● Problem description
Copy out every entry precisely.

Records contained in a dataset:
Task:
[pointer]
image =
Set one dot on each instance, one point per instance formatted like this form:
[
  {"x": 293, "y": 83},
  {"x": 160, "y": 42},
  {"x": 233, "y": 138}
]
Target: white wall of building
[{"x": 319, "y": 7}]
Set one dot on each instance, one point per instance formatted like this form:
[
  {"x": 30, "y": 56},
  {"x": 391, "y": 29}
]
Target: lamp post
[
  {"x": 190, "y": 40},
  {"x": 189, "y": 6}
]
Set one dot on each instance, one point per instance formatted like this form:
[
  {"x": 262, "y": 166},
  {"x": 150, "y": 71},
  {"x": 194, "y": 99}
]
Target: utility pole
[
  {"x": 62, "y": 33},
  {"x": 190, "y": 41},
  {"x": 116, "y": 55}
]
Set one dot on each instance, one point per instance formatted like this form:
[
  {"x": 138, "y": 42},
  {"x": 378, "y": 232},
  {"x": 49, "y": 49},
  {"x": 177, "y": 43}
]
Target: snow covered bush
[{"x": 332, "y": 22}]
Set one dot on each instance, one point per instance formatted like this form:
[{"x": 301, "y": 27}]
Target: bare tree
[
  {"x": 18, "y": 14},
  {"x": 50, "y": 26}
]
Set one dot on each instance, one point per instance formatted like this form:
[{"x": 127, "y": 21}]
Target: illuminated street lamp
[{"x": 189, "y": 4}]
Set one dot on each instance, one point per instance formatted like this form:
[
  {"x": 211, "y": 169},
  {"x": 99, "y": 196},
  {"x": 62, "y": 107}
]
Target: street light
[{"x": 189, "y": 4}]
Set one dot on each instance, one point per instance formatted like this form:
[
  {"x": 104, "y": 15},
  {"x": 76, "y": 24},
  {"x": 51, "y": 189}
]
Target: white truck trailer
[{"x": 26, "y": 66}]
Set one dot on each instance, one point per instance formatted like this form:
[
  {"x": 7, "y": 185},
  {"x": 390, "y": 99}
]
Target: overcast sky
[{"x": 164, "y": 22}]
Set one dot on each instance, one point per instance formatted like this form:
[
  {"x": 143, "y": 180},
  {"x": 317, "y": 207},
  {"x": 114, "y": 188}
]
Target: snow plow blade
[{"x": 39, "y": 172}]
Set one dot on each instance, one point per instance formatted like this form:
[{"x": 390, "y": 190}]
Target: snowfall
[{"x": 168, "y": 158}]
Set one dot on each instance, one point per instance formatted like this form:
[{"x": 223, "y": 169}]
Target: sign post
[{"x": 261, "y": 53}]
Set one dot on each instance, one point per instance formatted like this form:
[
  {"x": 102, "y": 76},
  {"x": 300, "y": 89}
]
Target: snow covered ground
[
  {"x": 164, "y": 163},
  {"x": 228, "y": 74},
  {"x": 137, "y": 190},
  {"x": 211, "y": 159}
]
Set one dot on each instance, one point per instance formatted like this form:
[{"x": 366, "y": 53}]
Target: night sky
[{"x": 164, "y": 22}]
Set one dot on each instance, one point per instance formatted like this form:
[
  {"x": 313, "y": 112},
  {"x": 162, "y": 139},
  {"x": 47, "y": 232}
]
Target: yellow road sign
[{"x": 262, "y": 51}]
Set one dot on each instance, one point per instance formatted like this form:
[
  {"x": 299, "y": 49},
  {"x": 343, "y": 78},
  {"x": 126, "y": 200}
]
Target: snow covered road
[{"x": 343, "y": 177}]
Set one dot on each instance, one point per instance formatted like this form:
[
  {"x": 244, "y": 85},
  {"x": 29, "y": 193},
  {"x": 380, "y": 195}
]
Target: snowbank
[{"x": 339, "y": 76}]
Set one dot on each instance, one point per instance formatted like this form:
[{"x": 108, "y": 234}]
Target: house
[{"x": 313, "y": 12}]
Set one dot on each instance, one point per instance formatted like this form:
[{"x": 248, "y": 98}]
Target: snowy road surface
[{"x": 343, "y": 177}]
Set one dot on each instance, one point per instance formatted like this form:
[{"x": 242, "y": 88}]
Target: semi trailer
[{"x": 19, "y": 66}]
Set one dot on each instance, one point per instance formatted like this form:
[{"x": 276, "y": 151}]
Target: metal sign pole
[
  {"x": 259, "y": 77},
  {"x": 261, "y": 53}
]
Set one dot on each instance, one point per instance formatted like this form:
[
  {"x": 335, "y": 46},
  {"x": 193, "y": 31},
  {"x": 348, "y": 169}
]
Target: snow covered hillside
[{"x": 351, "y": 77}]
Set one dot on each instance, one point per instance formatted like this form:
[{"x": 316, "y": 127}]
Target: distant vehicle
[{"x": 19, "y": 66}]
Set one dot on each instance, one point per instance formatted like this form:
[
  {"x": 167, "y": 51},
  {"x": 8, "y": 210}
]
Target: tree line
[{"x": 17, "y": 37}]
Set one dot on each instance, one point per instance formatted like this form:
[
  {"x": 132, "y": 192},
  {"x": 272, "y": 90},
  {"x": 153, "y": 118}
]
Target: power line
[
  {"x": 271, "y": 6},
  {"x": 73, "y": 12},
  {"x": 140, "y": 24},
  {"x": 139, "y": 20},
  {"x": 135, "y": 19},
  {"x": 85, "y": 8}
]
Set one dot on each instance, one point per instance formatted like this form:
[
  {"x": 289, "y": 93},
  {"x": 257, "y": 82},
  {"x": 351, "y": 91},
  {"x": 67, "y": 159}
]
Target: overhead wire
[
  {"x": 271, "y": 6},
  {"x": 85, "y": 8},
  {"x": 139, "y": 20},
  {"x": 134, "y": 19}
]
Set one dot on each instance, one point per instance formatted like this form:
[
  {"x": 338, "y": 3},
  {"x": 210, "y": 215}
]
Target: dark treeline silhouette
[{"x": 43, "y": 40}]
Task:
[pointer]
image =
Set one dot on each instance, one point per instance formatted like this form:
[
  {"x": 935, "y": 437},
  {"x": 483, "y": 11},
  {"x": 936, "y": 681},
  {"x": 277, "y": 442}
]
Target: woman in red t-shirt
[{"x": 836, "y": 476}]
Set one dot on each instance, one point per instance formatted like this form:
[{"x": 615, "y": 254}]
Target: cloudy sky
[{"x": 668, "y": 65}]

● Written solution
Task:
[pointer]
image =
Set one dot on each instance, one point per instance formatted like this form:
[
  {"x": 293, "y": 83},
  {"x": 160, "y": 42},
  {"x": 233, "y": 138}
]
Target: white wall of building
[{"x": 319, "y": 7}]
Set one dot on each instance, one point per instance formatted like this form:
[
  {"x": 30, "y": 56},
  {"x": 391, "y": 29}
]
Target: lamp post
[
  {"x": 190, "y": 40},
  {"x": 189, "y": 6}
]
Set one dot on each instance, one point per instance formatted like this form:
[
  {"x": 262, "y": 166},
  {"x": 150, "y": 71},
  {"x": 194, "y": 99}
]
Target: utility pole
[
  {"x": 62, "y": 33},
  {"x": 190, "y": 41},
  {"x": 116, "y": 55}
]
Set one dot on each instance, one point per instance formatted like this form:
[
  {"x": 138, "y": 42},
  {"x": 378, "y": 232},
  {"x": 49, "y": 49},
  {"x": 177, "y": 43}
]
Target: snow covered bush
[{"x": 332, "y": 22}]
Set one dot on each instance, one point per instance formatted like this form:
[{"x": 301, "y": 27}]
Target: bare tree
[
  {"x": 18, "y": 14},
  {"x": 50, "y": 26}
]
Set one dot on each instance, one point per instance formatted like this form:
[{"x": 127, "y": 21}]
Target: illuminated street lamp
[{"x": 189, "y": 4}]
Set one dot on each instance, one point per instance formatted like this form:
[
  {"x": 211, "y": 169},
  {"x": 99, "y": 196},
  {"x": 62, "y": 107}
]
Target: street light
[{"x": 189, "y": 4}]
Set one dot on each instance, one point per instance formatted like this form:
[
  {"x": 104, "y": 15},
  {"x": 76, "y": 24},
  {"x": 51, "y": 189}
]
Target: white truck trailer
[{"x": 26, "y": 66}]
Set one dot on each instance, one point per instance formatted like this form:
[
  {"x": 7, "y": 185},
  {"x": 390, "y": 99}
]
Target: overcast sky
[{"x": 164, "y": 22}]
Set one dot on each instance, one point per instance formatted like this form:
[
  {"x": 143, "y": 180},
  {"x": 317, "y": 207},
  {"x": 114, "y": 188}
]
Target: snow plow blade
[{"x": 39, "y": 172}]
Set one dot on each instance, one point per instance formatted like this form:
[{"x": 390, "y": 190}]
Target: snowfall
[{"x": 168, "y": 158}]
Set one dot on each instance, one point per instance formatted like this form:
[{"x": 223, "y": 169}]
Target: sign post
[{"x": 261, "y": 53}]
Set one dot on each instance, one point per instance formatted like this form:
[
  {"x": 102, "y": 76},
  {"x": 300, "y": 89}
]
Target: snow covered ground
[
  {"x": 164, "y": 163},
  {"x": 228, "y": 74},
  {"x": 137, "y": 190},
  {"x": 211, "y": 159}
]
Set one dot on each instance, one point per instance formatted like this form:
[{"x": 366, "y": 53}]
Target: night sky
[{"x": 164, "y": 22}]
Set one dot on each instance, one point per instance formatted like this form:
[
  {"x": 313, "y": 112},
  {"x": 162, "y": 139},
  {"x": 47, "y": 232}
]
Target: yellow road sign
[{"x": 262, "y": 51}]
Set one dot on each instance, one point per instance formatted like this form:
[
  {"x": 299, "y": 49},
  {"x": 343, "y": 78},
  {"x": 126, "y": 200}
]
Target: snow covered road
[{"x": 343, "y": 177}]
Set one dot on each instance, one point per instance formatted like this form:
[
  {"x": 244, "y": 85},
  {"x": 29, "y": 193},
  {"x": 380, "y": 195}
]
Target: snowbank
[{"x": 339, "y": 76}]
Set one dot on each instance, one point per instance formatted like this form:
[{"x": 108, "y": 234}]
Target: house
[{"x": 313, "y": 12}]
Set one dot on each instance, one point per instance formatted like this form:
[{"x": 248, "y": 98}]
Target: snowy road surface
[{"x": 343, "y": 177}]
Set one dot on each instance, one point per instance formatted like this form:
[{"x": 242, "y": 88}]
Target: semi trailer
[{"x": 19, "y": 66}]
Set one dot on each instance, one point per instance formatted like this form:
[{"x": 276, "y": 151}]
Target: metal sign pole
[
  {"x": 259, "y": 77},
  {"x": 261, "y": 53}
]
Set one dot on each instance, one point per instance formatted like this form:
[
  {"x": 335, "y": 46},
  {"x": 193, "y": 31},
  {"x": 348, "y": 169}
]
Target: snow covered hillside
[{"x": 351, "y": 77}]
Set one dot on each instance, one point per instance formatted like this form:
[{"x": 316, "y": 127}]
Target: distant vehicle
[{"x": 19, "y": 66}]
Set one dot on each instance, one point per instance formatted like this form:
[
  {"x": 167, "y": 51},
  {"x": 8, "y": 210}
]
Target: tree line
[{"x": 17, "y": 37}]
Set one dot on each instance, one point per instance formatted like this form:
[
  {"x": 132, "y": 192},
  {"x": 272, "y": 90},
  {"x": 153, "y": 118}
]
Target: power line
[
  {"x": 271, "y": 6},
  {"x": 73, "y": 12},
  {"x": 140, "y": 24},
  {"x": 139, "y": 20},
  {"x": 135, "y": 19},
  {"x": 85, "y": 8}
]
Set one dot on each instance, one point per instance formatted like this form:
[
  {"x": 289, "y": 93},
  {"x": 257, "y": 82},
  {"x": 351, "y": 91},
  {"x": 67, "y": 159}
]
Target: overhead wire
[
  {"x": 271, "y": 6},
  {"x": 85, "y": 8},
  {"x": 139, "y": 20},
  {"x": 134, "y": 19}
]
Set one dot on each instance, one point per instance formatted like this form:
[
  {"x": 338, "y": 3},
  {"x": 210, "y": 215}
]
Target: dark treeline silhouette
[{"x": 43, "y": 40}]
Task:
[pointer]
image =
Set one dot on each instance, one point per instance formatted like this form:
[
  {"x": 935, "y": 437},
  {"x": 483, "y": 11},
  {"x": 936, "y": 681},
  {"x": 277, "y": 442}
]
Target: woman in red t-shirt
[{"x": 836, "y": 476}]
Set one dot on each instance, one point per instance formatted like this form:
[{"x": 615, "y": 254}]
Target: cloudy sky
[{"x": 668, "y": 65}]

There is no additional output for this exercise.